### Work request:
Two lines mark the range in the entries below: the one holding "Target: leaf tip" and the one holding "An instance of the pale". Set down those two and all lines between them, exactly.
++++ Records provided ++++
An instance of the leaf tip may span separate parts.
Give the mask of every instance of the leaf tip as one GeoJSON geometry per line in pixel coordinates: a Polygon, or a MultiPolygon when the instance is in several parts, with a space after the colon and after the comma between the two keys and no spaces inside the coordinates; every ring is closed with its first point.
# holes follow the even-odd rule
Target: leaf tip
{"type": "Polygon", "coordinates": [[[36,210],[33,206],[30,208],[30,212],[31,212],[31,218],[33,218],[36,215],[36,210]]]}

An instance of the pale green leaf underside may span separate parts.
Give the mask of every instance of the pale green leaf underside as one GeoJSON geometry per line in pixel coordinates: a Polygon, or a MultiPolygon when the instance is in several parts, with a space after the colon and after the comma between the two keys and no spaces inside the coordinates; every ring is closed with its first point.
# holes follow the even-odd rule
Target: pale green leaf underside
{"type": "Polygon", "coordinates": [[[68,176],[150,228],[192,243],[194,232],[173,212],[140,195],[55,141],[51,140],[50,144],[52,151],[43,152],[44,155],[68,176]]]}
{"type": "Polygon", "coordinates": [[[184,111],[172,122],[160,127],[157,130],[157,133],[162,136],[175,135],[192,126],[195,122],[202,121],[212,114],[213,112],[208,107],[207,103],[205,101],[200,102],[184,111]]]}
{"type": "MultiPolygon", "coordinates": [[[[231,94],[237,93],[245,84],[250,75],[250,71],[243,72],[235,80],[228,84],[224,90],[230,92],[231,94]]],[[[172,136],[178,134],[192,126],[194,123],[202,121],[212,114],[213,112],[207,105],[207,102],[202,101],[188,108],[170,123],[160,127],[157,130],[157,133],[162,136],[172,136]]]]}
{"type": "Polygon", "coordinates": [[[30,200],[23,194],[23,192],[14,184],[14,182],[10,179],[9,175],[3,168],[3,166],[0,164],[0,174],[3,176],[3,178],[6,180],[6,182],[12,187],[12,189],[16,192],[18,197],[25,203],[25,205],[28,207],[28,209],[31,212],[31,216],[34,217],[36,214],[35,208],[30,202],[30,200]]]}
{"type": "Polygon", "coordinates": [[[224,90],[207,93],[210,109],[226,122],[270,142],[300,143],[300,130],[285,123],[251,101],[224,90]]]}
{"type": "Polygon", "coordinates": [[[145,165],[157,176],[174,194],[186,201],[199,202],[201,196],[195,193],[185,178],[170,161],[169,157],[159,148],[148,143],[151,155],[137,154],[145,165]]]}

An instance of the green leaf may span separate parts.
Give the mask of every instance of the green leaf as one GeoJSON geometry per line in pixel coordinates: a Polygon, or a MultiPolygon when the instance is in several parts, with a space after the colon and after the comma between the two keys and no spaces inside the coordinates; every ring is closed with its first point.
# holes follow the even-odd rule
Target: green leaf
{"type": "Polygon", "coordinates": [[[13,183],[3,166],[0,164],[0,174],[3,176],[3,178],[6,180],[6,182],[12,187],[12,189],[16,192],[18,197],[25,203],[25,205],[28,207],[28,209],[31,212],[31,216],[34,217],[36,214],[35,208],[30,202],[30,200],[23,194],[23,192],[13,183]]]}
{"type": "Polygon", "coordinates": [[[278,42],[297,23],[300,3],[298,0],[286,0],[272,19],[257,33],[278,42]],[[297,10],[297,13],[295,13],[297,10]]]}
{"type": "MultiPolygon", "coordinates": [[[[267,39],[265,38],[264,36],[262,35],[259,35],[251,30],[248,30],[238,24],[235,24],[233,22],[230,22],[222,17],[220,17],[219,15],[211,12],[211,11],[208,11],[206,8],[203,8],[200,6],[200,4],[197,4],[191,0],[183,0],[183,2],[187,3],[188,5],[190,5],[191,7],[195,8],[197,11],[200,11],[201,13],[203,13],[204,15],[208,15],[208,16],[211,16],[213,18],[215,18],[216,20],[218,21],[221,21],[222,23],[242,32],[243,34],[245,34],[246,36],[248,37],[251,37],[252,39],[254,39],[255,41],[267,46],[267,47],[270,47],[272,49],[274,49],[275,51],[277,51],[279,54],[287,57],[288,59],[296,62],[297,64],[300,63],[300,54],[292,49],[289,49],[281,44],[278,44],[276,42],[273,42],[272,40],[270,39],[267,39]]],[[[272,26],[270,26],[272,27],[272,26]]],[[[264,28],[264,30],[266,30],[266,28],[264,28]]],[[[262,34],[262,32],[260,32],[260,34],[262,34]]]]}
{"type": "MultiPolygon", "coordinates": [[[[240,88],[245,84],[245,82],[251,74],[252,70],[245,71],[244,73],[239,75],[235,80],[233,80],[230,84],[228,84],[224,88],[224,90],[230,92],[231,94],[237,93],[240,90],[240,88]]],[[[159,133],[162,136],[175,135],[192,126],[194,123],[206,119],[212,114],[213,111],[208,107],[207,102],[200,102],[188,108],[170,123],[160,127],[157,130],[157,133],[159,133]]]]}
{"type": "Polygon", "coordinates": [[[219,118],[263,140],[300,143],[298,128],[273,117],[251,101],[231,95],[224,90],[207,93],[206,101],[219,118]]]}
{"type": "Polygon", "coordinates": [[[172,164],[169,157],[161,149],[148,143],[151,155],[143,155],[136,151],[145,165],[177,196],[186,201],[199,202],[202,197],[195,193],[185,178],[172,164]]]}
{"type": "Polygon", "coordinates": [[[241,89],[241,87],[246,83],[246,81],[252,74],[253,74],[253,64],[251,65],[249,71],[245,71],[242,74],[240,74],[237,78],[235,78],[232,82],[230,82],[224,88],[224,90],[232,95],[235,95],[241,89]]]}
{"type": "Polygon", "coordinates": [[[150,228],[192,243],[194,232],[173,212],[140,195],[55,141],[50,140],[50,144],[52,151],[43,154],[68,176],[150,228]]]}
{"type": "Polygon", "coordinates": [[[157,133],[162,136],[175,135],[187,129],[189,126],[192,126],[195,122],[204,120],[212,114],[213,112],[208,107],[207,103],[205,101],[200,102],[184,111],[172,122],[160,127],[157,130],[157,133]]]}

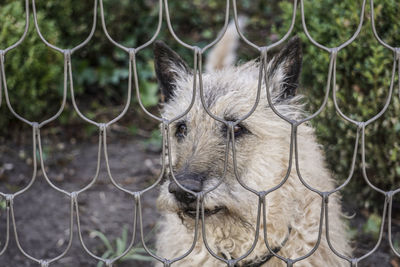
++++
### Solution to the exercise:
Target: leaf tip
{"type": "Polygon", "coordinates": [[[36,210],[33,206],[30,208],[30,212],[31,212],[31,218],[33,218],[36,215],[36,210]]]}

An instance of the pale green leaf underside may span separate parts.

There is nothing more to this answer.